• JOB 1: In the ground wires thread, why did electures reply "No pictures." to the first post?
• JOB 2: In the ground wires thread, print everything from "Lemkie 10-04-2012 09:20" down to "Lemkie (Post 1023574)".

• ARTICLE:
╔══

Electrical panel ground wires
 
Hello everyone. I was looking at the wiring in my fuse panel earlier and want to make sure everything is wired correctly. All the hots are separately wired and all the neutrals are hooked up separately which to me looks like, however all the grounds coming into the panel are twisted together. From there one ground wire is going to what I assume is the grounding block. The grounding block has 4 spaces with only the one being used. Is this correct? Also, if any new wiring is added can that new wire's ground go to a separate spot in the grounding block or should it just be twisted together with the rest?

Another thing i noticed is that there are two empty bars offset from the two bars that the neutral wires are connected to. I'm not sure what these are for. The shot grounding bar is tucked back in the bottom left corner of the panel.

I took a few pictures to help. The first shows all the grounds twisted together in the far back. The second shows the neutral bars, with the grounding bar in the fast back on the left. The third shows the one ground wire going to the grounding bar in the bottom left corner.

http://img.photobucket.com/albums/v2...1004-00039.jpg

http://img.photobucket.com/albums/v2...1004-00038.jpg

http://img.photobucket.com/albums/v2...1004-00037.jpg

jbfan 10-04-2012 09:03 AM

Not the best practice, but it has been done in many panels.

Lemkie 10-04-2012 09:16 AM

Quote:

Originally Posted by jbfan (Post 1023568)
Not the best practice, but it has been done in many panels.

What would best practice be? And also if new circuits were added should they be grounded to a separate spot on the grounding bar or just wired into the twisted group of ground wires?

Also what are the two empty bars for behind the neutral bars?

electures 10-04-2012 09:19 AM

Quote:

Originally Posted by Lemkie (Post 1023566)
Hello everyone. I was looking at the wiring in my fuse panel earlier and want to make sure everything is wired correctly. All the hots are separately wired and all the neutrals are hooked up separately which to me looks like, however all the grounds coming into the panel are twisted together. From there one ground wire is going to what I assume is the grounding block. The grounding block has 4 spaces with only the one being used. Is this correct? Also, if any new wiring is added can that new wire's ground go to a separate spot in the grounding block or should it just be twisted together with the rest?

Another thing i noticed is that there are two empty bars offset from the two bars that the neutral wires are connected to. I'm not sure what these are for. The shot grounding bar is tucked back in the bottom left corner of the panel.

I took a few pictures to help. The first shows all the grounds twisted together in the far back. The second shows the neutral bars, with the grounding bar in the fast back on the left. The third shows the one ground wire going to the grounding bar in the bottom left corner.

http://img.photobucket.com/albums/v2...1004-00039.jpg

http://img.photobucket.com/albums/v2...1004-00038.jpg

http://img.photobucket.com/albums/v2...1004-00037.jpg

No pictures.

Lemkie 10-04-2012 09:20 AM

Quote:

Originally Posted by electures (Post 1023573)
No pictures.

I don't understand?

electures 10-04-2012 09:39 AM

Quote:

Originally Posted by Lemkie (Post 1023574)
I don't understand?

I can't see your pictures. Don't know if it is just my pc or not. Can anybody else see the pics?

╚══

• EXCERPTED RECORDS:
╔══

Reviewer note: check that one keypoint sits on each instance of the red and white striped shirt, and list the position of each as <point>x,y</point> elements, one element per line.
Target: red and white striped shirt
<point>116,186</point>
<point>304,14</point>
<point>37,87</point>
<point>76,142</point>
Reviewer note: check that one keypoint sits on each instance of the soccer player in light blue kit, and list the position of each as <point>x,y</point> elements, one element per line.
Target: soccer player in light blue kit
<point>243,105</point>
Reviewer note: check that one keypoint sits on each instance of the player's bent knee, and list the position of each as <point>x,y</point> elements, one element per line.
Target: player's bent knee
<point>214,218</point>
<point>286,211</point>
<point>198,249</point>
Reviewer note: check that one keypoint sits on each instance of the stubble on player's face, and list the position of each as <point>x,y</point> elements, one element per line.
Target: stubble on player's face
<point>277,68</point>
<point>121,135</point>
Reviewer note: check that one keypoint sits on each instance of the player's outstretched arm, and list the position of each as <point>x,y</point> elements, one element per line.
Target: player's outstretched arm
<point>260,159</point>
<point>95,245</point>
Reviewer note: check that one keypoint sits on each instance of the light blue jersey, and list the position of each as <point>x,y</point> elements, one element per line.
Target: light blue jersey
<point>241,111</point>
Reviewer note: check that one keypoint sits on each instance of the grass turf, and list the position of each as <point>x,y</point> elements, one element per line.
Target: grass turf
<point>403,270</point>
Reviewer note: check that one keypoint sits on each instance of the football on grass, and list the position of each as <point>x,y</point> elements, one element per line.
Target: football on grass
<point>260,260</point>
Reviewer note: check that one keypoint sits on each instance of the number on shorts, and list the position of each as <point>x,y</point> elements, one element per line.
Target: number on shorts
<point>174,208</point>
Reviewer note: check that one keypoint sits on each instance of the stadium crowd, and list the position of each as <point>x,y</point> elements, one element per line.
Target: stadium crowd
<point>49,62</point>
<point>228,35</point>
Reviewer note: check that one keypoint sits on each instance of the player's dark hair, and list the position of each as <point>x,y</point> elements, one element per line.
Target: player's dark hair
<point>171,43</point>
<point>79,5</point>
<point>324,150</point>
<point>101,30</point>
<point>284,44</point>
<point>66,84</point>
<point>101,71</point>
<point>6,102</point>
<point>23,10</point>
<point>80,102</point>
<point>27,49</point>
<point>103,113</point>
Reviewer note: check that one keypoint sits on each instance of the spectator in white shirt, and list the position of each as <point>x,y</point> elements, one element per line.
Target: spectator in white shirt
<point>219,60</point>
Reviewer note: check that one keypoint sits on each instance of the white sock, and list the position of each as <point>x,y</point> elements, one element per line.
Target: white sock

╚══

• EXERCISE RESPONSE 1: electures could not see the pictures Lemkie had linked. electures wasn't sure whether the problem was only with their own computer and asked whether anyone else could see them.

• EXERCISE RESPONSE 2:
Lemkie 10-04-2012 09:20 AM

Quote:

Originally Posted by electures (Post 1023573)
No pictures.

I don't understand?

electures 10-04-2012 09:39 AM

Quote:

Originally Posted by Lemkie (Post 1023574)